- EXERCISE INSTRUCTIONS
Your output is to consist only of the line containing "# indicate a point on every instance of the pink apron;" and the lines after it, through the end of the data, reproduced exactly.

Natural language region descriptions
+--

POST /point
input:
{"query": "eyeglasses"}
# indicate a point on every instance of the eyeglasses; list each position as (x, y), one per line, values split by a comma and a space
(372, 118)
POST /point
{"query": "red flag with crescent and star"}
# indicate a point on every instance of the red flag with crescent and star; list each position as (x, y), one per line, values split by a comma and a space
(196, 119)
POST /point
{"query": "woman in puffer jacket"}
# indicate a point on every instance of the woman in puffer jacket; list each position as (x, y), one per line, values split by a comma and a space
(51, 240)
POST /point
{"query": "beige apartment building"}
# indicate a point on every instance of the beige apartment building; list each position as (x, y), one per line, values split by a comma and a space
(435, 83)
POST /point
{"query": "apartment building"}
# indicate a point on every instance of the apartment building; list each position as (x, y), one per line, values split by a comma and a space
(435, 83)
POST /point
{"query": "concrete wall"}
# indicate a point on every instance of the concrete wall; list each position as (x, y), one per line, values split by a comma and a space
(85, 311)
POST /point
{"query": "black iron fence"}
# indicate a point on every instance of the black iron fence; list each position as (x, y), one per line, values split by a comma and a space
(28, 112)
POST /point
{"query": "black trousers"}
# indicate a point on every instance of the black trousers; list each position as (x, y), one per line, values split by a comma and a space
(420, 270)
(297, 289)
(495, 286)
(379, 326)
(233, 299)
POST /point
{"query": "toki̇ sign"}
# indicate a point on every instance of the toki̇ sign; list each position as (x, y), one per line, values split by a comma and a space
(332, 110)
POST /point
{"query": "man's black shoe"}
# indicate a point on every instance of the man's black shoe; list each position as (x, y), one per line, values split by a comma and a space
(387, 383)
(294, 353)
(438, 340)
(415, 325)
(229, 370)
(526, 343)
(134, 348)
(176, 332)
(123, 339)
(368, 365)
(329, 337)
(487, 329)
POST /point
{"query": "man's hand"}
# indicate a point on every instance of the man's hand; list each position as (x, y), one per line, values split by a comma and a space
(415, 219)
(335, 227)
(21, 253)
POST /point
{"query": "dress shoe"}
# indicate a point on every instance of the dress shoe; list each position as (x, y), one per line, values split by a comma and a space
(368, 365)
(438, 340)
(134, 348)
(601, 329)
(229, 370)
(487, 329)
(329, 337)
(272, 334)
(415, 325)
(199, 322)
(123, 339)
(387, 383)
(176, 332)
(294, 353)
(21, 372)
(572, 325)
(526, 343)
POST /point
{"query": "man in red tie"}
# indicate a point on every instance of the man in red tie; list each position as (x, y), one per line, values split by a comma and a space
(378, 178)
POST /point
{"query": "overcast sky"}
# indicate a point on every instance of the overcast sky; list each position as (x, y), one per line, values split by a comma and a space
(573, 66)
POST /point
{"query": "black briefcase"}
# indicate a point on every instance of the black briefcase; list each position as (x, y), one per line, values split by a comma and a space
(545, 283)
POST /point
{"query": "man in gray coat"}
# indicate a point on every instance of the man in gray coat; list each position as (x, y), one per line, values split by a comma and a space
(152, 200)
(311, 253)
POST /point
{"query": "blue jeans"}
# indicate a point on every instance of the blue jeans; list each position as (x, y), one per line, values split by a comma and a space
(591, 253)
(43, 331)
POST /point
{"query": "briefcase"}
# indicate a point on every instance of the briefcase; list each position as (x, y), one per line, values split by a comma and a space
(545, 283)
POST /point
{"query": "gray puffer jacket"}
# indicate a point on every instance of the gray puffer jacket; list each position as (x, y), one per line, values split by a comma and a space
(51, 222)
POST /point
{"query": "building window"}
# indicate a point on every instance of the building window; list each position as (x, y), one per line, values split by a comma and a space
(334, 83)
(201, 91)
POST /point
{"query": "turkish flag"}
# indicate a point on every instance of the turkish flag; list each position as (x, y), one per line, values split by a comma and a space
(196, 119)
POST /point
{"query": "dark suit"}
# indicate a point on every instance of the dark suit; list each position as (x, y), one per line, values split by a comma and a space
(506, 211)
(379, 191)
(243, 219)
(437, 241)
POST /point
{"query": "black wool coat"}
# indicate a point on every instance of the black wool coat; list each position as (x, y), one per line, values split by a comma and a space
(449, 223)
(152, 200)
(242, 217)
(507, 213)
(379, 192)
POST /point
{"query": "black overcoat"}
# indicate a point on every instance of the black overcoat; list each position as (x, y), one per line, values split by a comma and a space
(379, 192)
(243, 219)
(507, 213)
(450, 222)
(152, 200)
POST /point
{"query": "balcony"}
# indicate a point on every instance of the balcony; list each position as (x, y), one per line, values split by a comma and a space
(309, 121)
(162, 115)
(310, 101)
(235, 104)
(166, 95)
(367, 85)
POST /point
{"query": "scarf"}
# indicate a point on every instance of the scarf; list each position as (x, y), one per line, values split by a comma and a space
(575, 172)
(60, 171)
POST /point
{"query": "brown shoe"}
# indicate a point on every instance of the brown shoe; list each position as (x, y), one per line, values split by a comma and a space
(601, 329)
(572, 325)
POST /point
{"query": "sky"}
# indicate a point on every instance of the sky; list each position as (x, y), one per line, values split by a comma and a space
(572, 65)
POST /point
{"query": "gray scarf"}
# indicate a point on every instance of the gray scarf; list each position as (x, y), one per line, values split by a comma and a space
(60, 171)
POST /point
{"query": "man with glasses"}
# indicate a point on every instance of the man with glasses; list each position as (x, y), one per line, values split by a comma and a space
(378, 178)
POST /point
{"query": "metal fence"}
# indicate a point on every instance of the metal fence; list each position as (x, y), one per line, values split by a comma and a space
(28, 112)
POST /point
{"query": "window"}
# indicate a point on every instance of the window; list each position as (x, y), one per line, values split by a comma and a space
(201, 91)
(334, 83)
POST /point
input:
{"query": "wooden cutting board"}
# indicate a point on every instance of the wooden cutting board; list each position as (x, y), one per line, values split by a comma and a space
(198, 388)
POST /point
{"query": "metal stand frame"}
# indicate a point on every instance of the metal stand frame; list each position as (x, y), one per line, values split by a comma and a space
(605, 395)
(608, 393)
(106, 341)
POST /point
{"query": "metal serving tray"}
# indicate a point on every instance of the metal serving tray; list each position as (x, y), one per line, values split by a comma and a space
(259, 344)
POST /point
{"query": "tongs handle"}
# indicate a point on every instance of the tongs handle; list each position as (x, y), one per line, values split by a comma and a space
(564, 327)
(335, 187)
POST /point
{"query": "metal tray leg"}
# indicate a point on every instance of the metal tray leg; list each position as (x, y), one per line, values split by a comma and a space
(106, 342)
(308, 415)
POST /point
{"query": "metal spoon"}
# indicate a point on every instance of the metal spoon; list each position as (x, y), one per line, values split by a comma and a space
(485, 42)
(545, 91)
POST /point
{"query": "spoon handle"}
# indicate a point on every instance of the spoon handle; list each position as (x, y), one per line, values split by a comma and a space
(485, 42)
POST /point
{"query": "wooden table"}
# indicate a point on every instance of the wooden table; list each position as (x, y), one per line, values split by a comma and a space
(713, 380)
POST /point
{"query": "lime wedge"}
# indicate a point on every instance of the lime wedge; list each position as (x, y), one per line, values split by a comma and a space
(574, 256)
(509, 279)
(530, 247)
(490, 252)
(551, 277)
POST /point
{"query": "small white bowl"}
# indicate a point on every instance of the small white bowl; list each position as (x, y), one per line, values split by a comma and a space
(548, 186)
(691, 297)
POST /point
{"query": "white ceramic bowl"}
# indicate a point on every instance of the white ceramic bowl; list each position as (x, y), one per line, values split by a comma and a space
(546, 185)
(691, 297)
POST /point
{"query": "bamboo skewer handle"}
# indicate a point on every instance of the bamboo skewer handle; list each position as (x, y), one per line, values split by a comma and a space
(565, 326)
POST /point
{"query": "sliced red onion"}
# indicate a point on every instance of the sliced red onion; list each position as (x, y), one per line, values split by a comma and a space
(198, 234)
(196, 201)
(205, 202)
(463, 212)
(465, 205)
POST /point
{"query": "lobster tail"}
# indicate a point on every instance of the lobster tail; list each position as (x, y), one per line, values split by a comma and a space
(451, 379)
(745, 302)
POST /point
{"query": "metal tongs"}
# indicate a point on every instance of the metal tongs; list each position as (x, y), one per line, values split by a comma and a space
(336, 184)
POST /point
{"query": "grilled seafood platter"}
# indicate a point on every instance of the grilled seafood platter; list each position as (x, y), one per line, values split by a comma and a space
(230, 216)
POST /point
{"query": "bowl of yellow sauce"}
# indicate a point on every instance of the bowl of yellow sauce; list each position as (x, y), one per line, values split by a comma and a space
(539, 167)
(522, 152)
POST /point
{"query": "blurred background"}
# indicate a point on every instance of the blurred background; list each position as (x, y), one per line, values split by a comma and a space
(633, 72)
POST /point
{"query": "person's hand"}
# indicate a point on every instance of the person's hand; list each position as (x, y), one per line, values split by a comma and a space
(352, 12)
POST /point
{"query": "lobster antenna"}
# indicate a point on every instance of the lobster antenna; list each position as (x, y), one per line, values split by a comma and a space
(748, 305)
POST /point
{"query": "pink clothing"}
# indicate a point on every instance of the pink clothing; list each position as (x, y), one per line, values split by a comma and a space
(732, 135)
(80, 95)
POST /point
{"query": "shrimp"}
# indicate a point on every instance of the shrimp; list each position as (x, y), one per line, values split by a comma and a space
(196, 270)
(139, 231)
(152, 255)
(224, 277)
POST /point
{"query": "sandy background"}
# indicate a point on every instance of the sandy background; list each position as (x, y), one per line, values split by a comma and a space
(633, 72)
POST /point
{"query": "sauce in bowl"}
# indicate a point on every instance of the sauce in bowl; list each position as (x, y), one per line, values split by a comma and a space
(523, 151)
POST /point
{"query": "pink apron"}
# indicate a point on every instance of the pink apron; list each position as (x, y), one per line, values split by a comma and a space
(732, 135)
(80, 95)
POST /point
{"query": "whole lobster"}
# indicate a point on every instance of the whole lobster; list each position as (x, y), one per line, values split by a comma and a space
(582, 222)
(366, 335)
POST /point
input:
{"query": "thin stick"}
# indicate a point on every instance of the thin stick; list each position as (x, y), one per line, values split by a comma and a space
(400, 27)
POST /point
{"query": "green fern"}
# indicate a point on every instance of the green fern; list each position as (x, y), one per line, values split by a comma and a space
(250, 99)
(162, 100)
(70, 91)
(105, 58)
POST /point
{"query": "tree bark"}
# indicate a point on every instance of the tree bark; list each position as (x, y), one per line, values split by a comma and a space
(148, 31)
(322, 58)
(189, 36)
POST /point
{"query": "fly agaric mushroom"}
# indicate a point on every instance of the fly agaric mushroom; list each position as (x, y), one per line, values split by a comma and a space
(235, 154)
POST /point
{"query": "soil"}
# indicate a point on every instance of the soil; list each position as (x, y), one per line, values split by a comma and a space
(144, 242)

+--

- EXERCISE SOLUTION
# indicate a point on every instance of the pink apron; list each position as (x, y), one per line, values split by a comma and a space
(732, 135)
(80, 95)
POST /point
{"query": "whole lobster"}
# indicate a point on every instance of the whole lobster; list each position as (x, y), one per line, values split by a comma and a space
(582, 222)
(366, 335)
POST /point
input:
{"query": "thin stick"}
# indicate a point on every instance of the thin stick; list each position as (x, y), one per line, values split by a comma and a space
(400, 27)
POST /point
{"query": "green fern"}
# indicate a point on every instance of the green fern; list each position as (x, y), one per line, values split by a comma and a space
(250, 99)
(162, 100)
(70, 91)
(105, 58)
POST /point
{"query": "tree bark"}
# indicate a point on every instance of the tree bark; list each position as (x, y), one per line, values split by a comma and a space
(148, 31)
(322, 58)
(189, 36)
POST /point
{"query": "fly agaric mushroom"}
# indicate a point on every instance of the fly agaric mushroom; list each position as (x, y), one per line, values split by a comma and a space
(235, 154)
POST /point
{"query": "soil"}
# indicate a point on every instance of the soil; list each position as (x, y), one per line, values split by a comma and a space
(144, 242)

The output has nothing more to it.